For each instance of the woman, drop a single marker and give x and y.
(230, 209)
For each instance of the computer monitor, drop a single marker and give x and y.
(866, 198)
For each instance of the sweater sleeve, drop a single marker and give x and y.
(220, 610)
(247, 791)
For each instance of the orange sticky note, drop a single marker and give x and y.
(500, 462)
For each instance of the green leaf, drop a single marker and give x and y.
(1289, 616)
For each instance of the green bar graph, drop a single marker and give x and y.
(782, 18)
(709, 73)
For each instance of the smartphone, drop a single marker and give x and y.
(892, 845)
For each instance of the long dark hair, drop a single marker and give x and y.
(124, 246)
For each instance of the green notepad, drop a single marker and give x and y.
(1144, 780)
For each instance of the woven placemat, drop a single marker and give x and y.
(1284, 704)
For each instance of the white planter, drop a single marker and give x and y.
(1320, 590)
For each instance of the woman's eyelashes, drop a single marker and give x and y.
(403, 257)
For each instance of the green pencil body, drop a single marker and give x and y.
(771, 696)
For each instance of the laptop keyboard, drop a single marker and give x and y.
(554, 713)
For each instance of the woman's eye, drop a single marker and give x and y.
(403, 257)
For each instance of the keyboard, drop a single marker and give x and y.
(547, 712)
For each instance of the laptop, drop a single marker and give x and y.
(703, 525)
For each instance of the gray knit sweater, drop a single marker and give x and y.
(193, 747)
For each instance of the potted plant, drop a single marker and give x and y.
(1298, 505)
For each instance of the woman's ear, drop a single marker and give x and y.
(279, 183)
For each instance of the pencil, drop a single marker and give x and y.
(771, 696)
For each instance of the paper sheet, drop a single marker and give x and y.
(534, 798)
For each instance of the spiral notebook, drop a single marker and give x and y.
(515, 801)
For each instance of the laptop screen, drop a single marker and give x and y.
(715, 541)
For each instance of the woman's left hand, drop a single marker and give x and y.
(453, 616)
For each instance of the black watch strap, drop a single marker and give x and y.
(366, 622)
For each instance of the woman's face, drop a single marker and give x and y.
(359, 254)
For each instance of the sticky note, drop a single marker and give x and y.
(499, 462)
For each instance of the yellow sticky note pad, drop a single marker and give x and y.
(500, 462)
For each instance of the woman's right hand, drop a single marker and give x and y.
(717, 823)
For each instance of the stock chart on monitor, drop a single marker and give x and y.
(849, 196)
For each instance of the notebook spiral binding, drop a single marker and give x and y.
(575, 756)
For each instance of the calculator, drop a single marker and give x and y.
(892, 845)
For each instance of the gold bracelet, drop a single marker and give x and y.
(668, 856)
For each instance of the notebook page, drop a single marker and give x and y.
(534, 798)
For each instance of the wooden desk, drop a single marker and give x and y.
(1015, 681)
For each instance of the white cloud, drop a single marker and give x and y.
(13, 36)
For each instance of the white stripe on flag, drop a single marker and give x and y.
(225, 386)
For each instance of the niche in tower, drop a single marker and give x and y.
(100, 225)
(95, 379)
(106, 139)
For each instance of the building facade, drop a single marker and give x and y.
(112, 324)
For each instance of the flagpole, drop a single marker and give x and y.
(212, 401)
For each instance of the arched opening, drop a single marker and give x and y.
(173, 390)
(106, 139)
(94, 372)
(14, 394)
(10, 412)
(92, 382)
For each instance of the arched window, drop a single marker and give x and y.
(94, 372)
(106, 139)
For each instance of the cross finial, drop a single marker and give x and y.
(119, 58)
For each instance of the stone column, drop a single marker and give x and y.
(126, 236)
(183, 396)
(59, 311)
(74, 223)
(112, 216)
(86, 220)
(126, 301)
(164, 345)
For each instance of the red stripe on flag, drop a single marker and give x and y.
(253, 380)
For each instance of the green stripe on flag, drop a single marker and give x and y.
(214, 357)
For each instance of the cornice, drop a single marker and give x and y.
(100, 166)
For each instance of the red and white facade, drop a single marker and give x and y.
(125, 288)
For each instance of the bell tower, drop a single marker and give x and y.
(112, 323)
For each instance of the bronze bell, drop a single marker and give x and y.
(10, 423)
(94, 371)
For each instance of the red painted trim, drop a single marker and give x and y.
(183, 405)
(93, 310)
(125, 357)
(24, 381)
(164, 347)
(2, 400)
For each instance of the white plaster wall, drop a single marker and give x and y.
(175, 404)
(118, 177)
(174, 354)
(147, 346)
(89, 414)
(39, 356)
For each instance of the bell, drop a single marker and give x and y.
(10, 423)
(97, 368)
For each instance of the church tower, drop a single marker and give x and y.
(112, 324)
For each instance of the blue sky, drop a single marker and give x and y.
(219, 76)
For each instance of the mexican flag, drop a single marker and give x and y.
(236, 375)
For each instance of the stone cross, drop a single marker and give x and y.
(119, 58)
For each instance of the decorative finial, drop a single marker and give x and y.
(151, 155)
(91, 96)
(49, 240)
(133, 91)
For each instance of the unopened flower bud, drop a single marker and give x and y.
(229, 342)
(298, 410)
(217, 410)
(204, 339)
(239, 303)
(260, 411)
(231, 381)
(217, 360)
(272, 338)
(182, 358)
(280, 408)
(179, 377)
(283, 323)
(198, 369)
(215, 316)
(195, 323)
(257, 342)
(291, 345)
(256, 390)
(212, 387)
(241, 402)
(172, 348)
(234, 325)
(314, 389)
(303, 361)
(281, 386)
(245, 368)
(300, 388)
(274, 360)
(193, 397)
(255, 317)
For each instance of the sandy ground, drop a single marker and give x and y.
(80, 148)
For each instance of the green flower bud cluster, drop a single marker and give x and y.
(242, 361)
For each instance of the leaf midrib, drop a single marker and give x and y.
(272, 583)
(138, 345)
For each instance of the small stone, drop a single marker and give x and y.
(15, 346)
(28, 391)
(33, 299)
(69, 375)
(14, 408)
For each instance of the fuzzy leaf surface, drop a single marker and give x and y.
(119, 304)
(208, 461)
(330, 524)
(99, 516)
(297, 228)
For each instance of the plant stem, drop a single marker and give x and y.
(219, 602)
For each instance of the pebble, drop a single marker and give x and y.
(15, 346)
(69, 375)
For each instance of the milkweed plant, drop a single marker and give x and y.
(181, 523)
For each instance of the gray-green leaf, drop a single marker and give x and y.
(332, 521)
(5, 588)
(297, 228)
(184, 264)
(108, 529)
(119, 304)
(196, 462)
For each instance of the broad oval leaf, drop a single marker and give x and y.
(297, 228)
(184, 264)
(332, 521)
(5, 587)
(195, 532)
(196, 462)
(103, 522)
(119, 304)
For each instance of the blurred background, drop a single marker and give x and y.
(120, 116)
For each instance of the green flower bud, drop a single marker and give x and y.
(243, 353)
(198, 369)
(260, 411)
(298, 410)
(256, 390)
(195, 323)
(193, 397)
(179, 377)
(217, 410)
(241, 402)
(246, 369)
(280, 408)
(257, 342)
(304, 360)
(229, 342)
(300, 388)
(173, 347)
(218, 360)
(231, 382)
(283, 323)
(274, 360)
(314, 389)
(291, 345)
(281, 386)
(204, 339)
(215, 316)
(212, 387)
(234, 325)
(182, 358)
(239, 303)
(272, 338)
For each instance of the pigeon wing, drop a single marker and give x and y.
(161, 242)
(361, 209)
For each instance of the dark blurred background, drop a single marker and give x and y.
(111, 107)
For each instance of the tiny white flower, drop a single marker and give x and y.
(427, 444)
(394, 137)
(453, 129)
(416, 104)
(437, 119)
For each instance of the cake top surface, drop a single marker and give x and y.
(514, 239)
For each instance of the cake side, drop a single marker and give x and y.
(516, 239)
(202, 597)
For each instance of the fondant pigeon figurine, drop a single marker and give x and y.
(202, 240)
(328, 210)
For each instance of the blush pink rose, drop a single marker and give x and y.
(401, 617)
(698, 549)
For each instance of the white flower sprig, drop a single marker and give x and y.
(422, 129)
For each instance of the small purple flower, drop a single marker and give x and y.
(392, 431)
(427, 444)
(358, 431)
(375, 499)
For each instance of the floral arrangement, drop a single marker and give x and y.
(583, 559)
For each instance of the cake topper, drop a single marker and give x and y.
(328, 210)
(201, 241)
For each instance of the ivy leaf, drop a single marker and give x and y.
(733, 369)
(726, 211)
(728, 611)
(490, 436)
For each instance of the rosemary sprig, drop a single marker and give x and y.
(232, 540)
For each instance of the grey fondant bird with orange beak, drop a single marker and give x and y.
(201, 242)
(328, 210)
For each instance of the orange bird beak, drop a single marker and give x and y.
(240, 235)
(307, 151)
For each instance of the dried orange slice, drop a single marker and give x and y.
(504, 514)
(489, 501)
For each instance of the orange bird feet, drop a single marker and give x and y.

::::::::::

* **DIRECTIVE**
Can you rewrite the stretch of the data from the line containing "For each instance of the grey" through the end of the data, keeping every line and multiplying each coordinate in the answers by 2, rounded to whole numbers with halves going up?

* **WRITTEN ANSWER**
For each instance of the grey fondant bird with orange beak, drop a single marker and give x and y.
(402, 484)
(656, 420)
For each instance of the orange bird beak, drop a single marker and give x and y.
(480, 470)
(614, 302)
For each instance of the dried orange slice, drop a single marker and give x and y.
(1008, 1028)
(978, 1002)
For each instance of the orange bird feet, drop a single marker and give x and y.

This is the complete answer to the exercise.